What you have to do ▸ For each line below with the word "target", write out a copy.

▽

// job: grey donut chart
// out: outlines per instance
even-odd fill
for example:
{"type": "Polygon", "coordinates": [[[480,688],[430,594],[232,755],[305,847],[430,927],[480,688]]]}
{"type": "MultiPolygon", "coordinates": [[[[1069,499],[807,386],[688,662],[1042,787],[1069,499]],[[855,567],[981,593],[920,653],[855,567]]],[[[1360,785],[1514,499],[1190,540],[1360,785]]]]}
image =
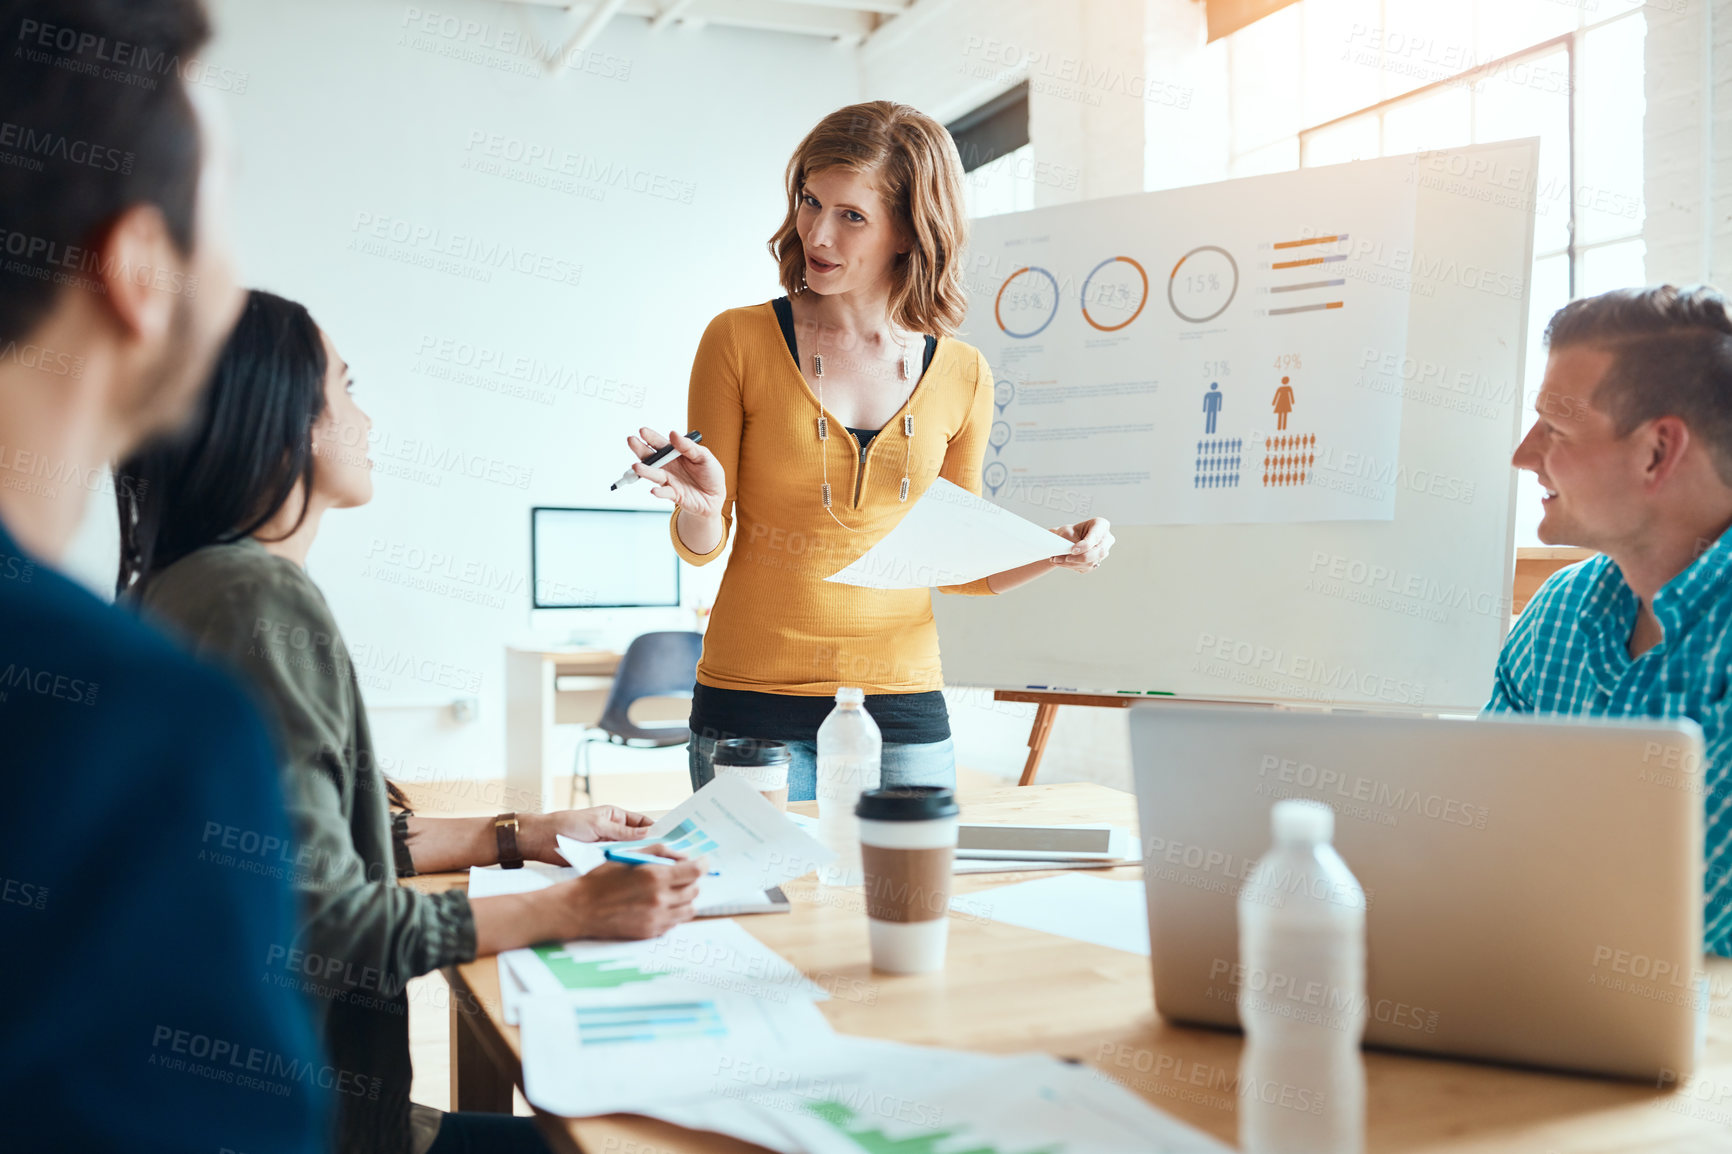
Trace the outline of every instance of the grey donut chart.
{"type": "Polygon", "coordinates": [[[1173,310],[1173,315],[1182,321],[1190,321],[1194,325],[1204,324],[1214,320],[1227,311],[1233,303],[1233,298],[1239,295],[1239,262],[1233,259],[1233,254],[1218,244],[1201,244],[1178,259],[1173,265],[1173,271],[1167,274],[1167,307],[1173,310]],[[1185,262],[1200,252],[1218,252],[1227,260],[1227,267],[1233,270],[1233,286],[1227,290],[1227,299],[1221,302],[1221,307],[1205,317],[1193,317],[1179,308],[1179,302],[1173,299],[1173,282],[1179,279],[1179,270],[1185,267],[1185,262]]]}

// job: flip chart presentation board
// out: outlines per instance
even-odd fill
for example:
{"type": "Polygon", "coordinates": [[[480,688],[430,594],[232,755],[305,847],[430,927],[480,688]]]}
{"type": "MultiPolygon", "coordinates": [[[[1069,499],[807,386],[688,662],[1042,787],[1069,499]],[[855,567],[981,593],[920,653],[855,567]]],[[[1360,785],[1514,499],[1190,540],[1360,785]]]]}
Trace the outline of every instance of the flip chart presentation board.
{"type": "MultiPolygon", "coordinates": [[[[1539,144],[975,223],[986,495],[1095,573],[934,597],[947,682],[1419,709],[1508,628],[1539,144]]],[[[1537,384],[1537,383],[1536,383],[1537,384]]]]}

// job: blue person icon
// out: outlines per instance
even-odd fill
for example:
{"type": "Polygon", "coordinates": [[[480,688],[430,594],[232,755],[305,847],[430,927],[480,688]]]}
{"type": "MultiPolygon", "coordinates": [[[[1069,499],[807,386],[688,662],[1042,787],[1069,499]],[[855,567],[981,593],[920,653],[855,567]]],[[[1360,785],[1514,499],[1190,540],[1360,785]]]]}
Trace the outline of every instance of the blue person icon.
{"type": "Polygon", "coordinates": [[[1209,391],[1203,394],[1203,432],[1214,435],[1215,418],[1221,412],[1221,383],[1209,382],[1209,391]]]}

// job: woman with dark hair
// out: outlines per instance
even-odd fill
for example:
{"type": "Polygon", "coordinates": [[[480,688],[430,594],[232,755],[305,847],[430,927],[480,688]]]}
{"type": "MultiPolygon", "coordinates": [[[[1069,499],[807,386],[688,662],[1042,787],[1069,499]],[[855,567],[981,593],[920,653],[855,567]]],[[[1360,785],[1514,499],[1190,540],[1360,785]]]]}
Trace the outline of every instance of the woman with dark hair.
{"type": "MultiPolygon", "coordinates": [[[[118,592],[226,661],[276,722],[297,845],[293,942],[261,977],[315,995],[338,1079],[344,1151],[544,1150],[533,1122],[409,1102],[409,979],[477,954],[577,937],[643,938],[691,916],[699,867],[605,865],[534,893],[470,901],[397,879],[524,859],[560,864],[555,836],[641,834],[614,806],[498,818],[392,815],[348,647],[307,576],[326,512],[373,495],[353,382],[307,310],[249,294],[199,418],[120,466],[118,592]]],[[[673,855],[670,855],[673,856],[673,855]]]]}

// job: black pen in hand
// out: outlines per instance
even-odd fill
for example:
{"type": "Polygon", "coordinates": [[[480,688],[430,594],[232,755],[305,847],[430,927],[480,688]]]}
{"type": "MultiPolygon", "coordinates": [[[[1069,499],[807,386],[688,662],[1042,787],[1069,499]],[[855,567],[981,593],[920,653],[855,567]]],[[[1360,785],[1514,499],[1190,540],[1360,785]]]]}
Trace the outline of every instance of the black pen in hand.
{"type": "MultiPolygon", "coordinates": [[[[704,435],[702,433],[698,432],[696,429],[693,429],[691,432],[686,434],[686,439],[688,441],[692,441],[696,444],[701,445],[701,444],[703,444],[704,435]]],[[[666,445],[663,445],[661,448],[657,449],[655,452],[653,452],[649,456],[645,457],[643,459],[642,463],[645,465],[659,465],[663,461],[667,460],[669,457],[673,456],[677,452],[679,452],[679,450],[674,448],[674,443],[672,441],[669,441],[666,445]]],[[[633,481],[636,481],[638,479],[639,478],[637,475],[637,470],[627,469],[625,471],[625,476],[621,477],[619,480],[615,481],[612,485],[608,486],[608,492],[611,493],[615,489],[619,488],[621,485],[629,485],[633,481]]]]}

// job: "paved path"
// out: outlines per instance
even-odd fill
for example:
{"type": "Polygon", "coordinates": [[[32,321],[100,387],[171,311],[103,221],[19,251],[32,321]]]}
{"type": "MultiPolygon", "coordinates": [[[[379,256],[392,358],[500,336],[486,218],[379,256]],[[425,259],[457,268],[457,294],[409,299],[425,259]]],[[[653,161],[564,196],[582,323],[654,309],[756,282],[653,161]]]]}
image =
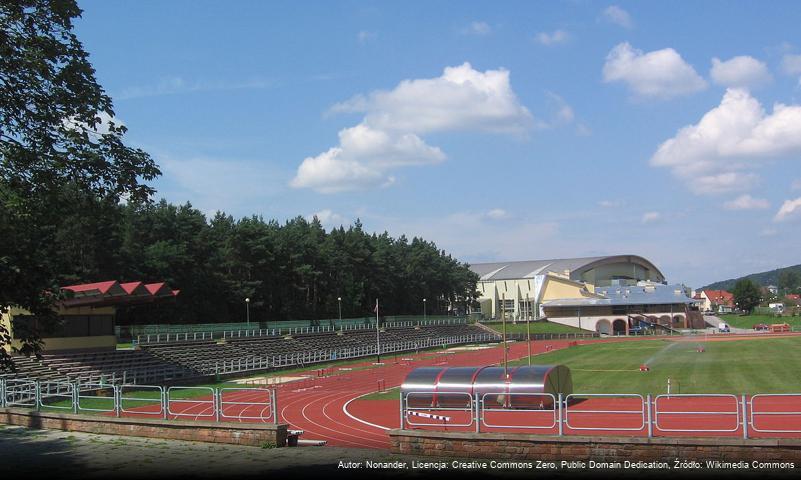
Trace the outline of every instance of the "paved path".
{"type": "MultiPolygon", "coordinates": [[[[718,333],[718,327],[724,320],[715,315],[704,315],[704,321],[707,323],[707,325],[711,325],[711,327],[707,329],[711,330],[709,333],[718,333]]],[[[753,328],[735,328],[729,325],[729,329],[731,330],[731,333],[754,333],[753,328]]]]}

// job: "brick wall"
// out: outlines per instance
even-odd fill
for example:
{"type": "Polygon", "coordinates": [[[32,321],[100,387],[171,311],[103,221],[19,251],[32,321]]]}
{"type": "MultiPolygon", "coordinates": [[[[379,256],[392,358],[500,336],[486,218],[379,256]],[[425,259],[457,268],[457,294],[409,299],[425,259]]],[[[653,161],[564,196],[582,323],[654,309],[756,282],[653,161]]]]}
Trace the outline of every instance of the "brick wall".
{"type": "Polygon", "coordinates": [[[69,432],[230,443],[254,447],[266,443],[283,447],[286,446],[287,437],[287,426],[284,424],[113,418],[99,415],[35,412],[21,408],[0,409],[0,423],[69,432]]]}
{"type": "Polygon", "coordinates": [[[785,461],[801,465],[801,440],[556,437],[392,430],[392,451],[410,455],[542,461],[785,461]]]}

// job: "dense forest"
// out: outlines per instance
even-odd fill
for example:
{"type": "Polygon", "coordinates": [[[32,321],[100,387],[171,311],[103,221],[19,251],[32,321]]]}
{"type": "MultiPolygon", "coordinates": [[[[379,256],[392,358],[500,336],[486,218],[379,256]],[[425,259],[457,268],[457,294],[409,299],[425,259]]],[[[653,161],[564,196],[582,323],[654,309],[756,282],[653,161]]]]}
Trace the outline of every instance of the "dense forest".
{"type": "Polygon", "coordinates": [[[420,238],[368,234],[359,221],[326,231],[314,218],[280,224],[253,216],[207,219],[187,203],[120,204],[77,191],[55,229],[61,285],[165,280],[175,304],[121,311],[128,322],[253,321],[445,313],[474,298],[477,277],[420,238]]]}

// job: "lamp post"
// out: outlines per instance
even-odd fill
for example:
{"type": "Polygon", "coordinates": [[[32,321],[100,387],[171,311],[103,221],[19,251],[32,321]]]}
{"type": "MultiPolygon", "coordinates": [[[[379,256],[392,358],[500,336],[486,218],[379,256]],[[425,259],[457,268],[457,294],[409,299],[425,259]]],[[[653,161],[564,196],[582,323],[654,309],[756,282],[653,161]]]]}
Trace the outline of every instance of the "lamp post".
{"type": "Polygon", "coordinates": [[[339,306],[339,324],[342,325],[342,297],[337,297],[337,305],[339,306]]]}
{"type": "Polygon", "coordinates": [[[250,297],[245,299],[245,311],[247,312],[248,328],[250,328],[250,297]]]}
{"type": "Polygon", "coordinates": [[[426,317],[426,299],[424,298],[423,299],[423,323],[426,323],[427,319],[428,318],[426,317]]]}

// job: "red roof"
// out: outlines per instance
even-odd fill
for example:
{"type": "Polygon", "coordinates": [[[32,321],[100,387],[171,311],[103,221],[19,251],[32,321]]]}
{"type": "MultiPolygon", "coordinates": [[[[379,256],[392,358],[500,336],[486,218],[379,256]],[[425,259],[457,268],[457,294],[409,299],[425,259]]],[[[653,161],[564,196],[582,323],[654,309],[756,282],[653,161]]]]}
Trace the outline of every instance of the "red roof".
{"type": "Polygon", "coordinates": [[[72,292],[71,298],[62,302],[65,307],[147,303],[164,297],[176,297],[180,290],[172,290],[165,282],[149,283],[127,282],[120,284],[116,280],[107,282],[85,283],[62,287],[72,292]]]}
{"type": "Polygon", "coordinates": [[[726,290],[704,290],[710,302],[718,305],[734,306],[734,295],[726,290]]]}
{"type": "Polygon", "coordinates": [[[797,293],[788,293],[787,298],[790,300],[801,300],[801,295],[797,293]]]}
{"type": "Polygon", "coordinates": [[[116,280],[109,280],[107,282],[83,283],[79,285],[69,285],[67,287],[61,287],[61,288],[75,293],[91,292],[93,290],[96,290],[98,293],[106,294],[115,285],[118,285],[116,280]]]}

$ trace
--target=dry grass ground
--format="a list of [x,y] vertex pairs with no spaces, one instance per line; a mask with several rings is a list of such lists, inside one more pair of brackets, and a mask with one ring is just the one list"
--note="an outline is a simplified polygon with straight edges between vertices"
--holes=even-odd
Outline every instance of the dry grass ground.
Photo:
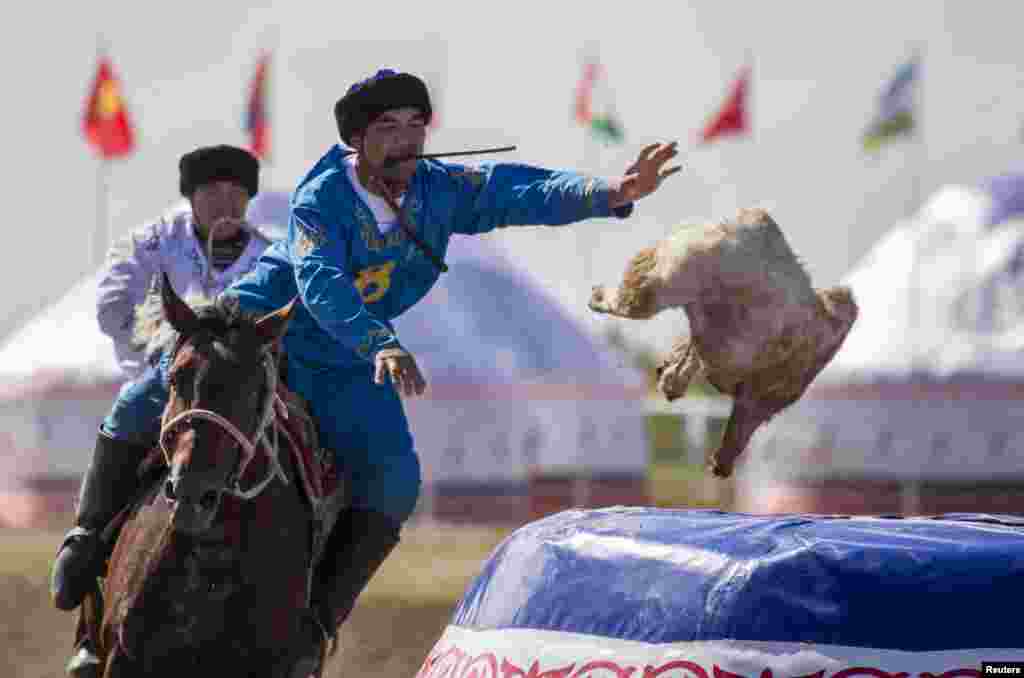
[[[672,454],[679,456],[679,450]],[[715,481],[709,487],[707,478],[702,466],[653,464],[653,503],[728,505],[729,483]],[[54,549],[70,522],[61,516],[54,518],[51,530],[0,529],[0,678],[64,675],[75,618],[54,610],[46,589]],[[409,527],[360,599],[342,633],[345,649],[327,676],[412,678],[466,585],[506,534],[508,530],[485,528]]]
[[[342,634],[330,678],[412,678],[487,554],[507,531],[418,525],[371,583]],[[0,676],[64,675],[74,615],[46,588],[59,532],[0,530]]]

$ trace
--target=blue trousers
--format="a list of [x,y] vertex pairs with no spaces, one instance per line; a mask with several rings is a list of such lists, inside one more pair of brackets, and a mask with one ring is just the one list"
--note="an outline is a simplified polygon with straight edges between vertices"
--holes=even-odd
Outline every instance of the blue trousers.
[[[310,369],[298,361],[289,363],[286,381],[313,410],[320,444],[334,452],[351,486],[353,508],[405,522],[419,498],[420,463],[391,383],[374,384],[368,364]],[[167,398],[161,370],[151,367],[121,388],[103,428],[118,440],[152,444]]]
[[156,367],[147,367],[117,394],[103,430],[126,442],[153,445],[160,433],[160,415],[167,405],[167,385]]

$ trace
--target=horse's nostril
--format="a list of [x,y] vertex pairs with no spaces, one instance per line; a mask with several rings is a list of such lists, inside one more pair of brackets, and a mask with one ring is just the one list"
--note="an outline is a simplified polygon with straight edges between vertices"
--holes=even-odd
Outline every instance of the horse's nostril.
[[199,498],[199,505],[206,511],[212,510],[217,505],[217,493],[214,490],[203,492],[203,496]]
[[164,483],[164,496],[171,500],[174,499],[174,483],[170,480]]

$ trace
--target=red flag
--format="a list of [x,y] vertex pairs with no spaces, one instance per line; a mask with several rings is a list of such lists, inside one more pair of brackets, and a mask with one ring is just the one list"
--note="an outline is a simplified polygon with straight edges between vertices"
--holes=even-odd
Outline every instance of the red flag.
[[135,150],[135,134],[128,120],[121,85],[110,60],[100,57],[92,92],[82,116],[85,139],[104,160],[128,155]]
[[747,94],[750,88],[750,67],[747,66],[733,83],[729,98],[715,114],[704,131],[700,134],[700,141],[706,144],[721,136],[740,135],[749,131],[749,120],[747,112]]
[[590,124],[590,98],[593,96],[594,82],[600,75],[601,67],[595,63],[588,63],[583,67],[583,77],[576,85],[576,122],[581,125]]
[[249,133],[249,150],[258,158],[270,155],[270,115],[267,112],[267,69],[270,53],[265,52],[256,64],[256,74],[249,87],[249,107],[245,114],[245,131]]

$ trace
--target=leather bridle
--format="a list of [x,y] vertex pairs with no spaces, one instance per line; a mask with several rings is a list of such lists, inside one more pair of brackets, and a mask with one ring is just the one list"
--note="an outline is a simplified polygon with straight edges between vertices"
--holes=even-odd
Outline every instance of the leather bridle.
[[[242,500],[249,500],[258,497],[274,478],[279,478],[285,485],[289,484],[288,476],[281,466],[280,446],[277,436],[278,429],[277,426],[272,425],[275,408],[284,408],[284,403],[281,402],[280,397],[277,395],[277,366],[269,348],[263,351],[262,364],[267,377],[267,394],[263,399],[263,412],[256,430],[253,432],[252,439],[246,436],[241,429],[226,417],[212,410],[192,407],[170,418],[168,418],[165,411],[160,422],[159,441],[160,450],[163,452],[164,461],[167,463],[168,468],[171,467],[171,452],[168,449],[168,441],[175,435],[179,425],[187,425],[194,420],[202,420],[210,422],[231,436],[241,451],[239,463],[228,476],[228,480],[225,483],[224,493]],[[273,431],[272,436],[268,434],[268,428]],[[256,457],[259,449],[263,449],[267,457],[267,475],[248,490],[243,490],[240,484],[241,479],[245,475],[250,462]]]

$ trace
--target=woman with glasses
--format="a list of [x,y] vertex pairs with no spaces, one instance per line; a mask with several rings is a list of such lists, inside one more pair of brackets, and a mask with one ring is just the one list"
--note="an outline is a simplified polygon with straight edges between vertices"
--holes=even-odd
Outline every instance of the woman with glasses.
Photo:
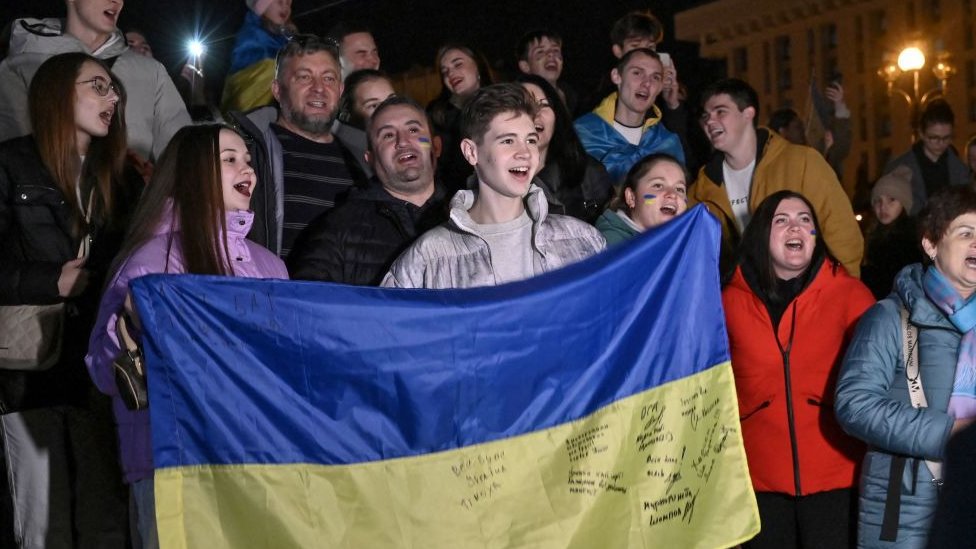
[[55,364],[0,370],[19,547],[123,547],[126,539],[108,401],[83,361],[105,273],[141,192],[140,177],[123,171],[124,96],[101,61],[54,56],[30,85],[33,135],[0,144],[0,305],[64,304]]
[[542,181],[549,211],[595,222],[613,196],[613,182],[607,170],[586,154],[566,104],[552,84],[541,76],[525,73],[515,81],[539,106],[535,126],[542,169],[536,176]]

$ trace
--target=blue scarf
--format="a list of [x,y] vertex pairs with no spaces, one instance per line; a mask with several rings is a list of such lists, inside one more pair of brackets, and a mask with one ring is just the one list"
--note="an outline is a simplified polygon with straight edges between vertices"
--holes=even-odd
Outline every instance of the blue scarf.
[[929,267],[922,276],[925,295],[962,332],[956,376],[949,397],[949,414],[953,417],[976,416],[976,294],[963,300],[937,268]]

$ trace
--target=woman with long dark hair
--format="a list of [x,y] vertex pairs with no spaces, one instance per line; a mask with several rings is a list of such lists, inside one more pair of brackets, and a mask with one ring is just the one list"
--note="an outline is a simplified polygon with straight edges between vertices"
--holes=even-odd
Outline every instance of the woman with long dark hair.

△

Answer for the task ▸
--target=dry grass ground
--target=blue trousers
--target=horse's nostril
--target=red flag
--target=leather bridle
--target=woman with glasses
--target=blue scarf
--target=woman with long dark hair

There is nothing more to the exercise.